▼
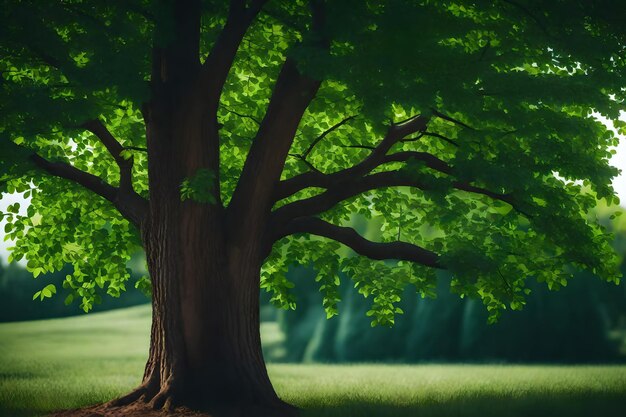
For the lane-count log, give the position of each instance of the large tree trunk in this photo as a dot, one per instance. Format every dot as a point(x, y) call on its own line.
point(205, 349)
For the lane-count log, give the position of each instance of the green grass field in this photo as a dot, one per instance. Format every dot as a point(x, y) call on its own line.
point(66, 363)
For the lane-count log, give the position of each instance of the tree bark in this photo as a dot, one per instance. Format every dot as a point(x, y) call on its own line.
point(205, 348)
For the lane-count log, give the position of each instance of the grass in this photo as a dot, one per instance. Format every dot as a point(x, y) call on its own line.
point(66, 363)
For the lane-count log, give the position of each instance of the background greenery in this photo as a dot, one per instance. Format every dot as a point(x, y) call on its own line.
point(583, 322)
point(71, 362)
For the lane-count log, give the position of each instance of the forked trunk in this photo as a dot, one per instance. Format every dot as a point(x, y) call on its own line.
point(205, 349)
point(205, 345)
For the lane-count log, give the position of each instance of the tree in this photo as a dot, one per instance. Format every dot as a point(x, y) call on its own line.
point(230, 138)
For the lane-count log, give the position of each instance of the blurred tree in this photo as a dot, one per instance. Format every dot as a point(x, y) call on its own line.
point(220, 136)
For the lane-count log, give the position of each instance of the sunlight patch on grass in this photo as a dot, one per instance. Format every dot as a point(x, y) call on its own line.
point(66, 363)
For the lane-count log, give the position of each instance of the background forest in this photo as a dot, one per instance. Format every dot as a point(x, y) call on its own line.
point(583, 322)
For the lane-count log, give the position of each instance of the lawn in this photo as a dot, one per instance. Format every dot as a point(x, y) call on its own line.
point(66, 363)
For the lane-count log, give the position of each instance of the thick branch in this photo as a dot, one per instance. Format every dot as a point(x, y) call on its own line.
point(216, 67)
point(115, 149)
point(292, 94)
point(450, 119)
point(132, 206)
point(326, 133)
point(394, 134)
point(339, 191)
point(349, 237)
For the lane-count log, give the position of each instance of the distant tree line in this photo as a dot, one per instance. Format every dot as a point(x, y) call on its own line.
▲
▼
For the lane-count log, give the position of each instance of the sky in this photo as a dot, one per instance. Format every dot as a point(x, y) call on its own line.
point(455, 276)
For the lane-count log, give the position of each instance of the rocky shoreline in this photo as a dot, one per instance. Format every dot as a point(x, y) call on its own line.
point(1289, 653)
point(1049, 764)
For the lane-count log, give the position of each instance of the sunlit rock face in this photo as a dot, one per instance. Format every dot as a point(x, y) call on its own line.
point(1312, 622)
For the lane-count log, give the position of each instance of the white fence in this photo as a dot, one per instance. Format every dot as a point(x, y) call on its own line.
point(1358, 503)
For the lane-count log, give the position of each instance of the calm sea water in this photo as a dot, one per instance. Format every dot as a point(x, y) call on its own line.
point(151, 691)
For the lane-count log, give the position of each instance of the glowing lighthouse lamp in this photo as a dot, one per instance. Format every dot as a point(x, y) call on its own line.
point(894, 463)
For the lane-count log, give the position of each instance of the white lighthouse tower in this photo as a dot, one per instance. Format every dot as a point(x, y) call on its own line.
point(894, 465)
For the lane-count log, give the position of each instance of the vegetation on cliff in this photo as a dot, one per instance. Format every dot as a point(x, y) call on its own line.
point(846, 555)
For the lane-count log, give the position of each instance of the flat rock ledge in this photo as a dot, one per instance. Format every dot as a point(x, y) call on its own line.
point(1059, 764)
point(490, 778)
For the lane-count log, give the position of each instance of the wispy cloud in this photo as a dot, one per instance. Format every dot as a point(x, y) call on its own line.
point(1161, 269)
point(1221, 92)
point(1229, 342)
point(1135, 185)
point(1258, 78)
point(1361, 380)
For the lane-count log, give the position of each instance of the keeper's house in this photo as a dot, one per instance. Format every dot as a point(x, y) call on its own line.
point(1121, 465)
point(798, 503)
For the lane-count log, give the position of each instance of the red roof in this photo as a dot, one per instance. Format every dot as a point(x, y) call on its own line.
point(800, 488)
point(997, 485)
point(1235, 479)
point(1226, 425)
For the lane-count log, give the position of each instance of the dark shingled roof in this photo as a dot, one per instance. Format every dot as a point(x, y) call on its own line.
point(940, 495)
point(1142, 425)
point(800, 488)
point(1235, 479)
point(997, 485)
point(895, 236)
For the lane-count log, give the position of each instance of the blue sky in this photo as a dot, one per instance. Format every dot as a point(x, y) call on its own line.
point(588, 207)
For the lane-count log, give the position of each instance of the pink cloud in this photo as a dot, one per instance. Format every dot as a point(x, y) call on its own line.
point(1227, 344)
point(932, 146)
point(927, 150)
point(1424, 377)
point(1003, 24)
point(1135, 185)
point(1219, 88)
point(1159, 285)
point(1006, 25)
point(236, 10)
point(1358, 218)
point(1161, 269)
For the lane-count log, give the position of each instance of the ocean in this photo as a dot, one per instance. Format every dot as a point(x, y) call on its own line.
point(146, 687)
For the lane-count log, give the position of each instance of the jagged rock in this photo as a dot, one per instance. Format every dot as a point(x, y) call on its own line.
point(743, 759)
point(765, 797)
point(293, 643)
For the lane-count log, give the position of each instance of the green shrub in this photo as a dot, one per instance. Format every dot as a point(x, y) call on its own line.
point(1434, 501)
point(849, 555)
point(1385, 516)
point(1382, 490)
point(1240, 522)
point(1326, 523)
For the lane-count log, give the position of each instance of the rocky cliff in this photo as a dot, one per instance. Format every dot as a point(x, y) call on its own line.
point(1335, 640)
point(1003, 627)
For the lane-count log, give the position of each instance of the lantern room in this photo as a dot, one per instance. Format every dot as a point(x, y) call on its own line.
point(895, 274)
▲
Take exactly the lines from the one containing "the background forest" through the one containing "of the distant" in the data above, and output them with nothing added.

For the lane-count log, give the position of each instance of the background forest in this photo as a dot, one per instance. Format every dot as a point(x, y) call on its own line.
point(583, 322)
For the lane-count log, give the position of each instance of the lawn in this photo as a dot, one per instance. Format every dot as a point(x, y) call on its own line.
point(66, 363)
For the lane-count log, give the position of each instance of the thick branch in this photo as a dot, one per instance. Format every dot as a point(x, y) call on its own line.
point(216, 67)
point(115, 149)
point(292, 94)
point(450, 119)
point(132, 206)
point(326, 133)
point(394, 134)
point(339, 191)
point(349, 237)
For the lane-count log, give the position of each instance of the distant tree line in this photo as a dot, one per instance. Format every dot as a point(x, y) call on its own line.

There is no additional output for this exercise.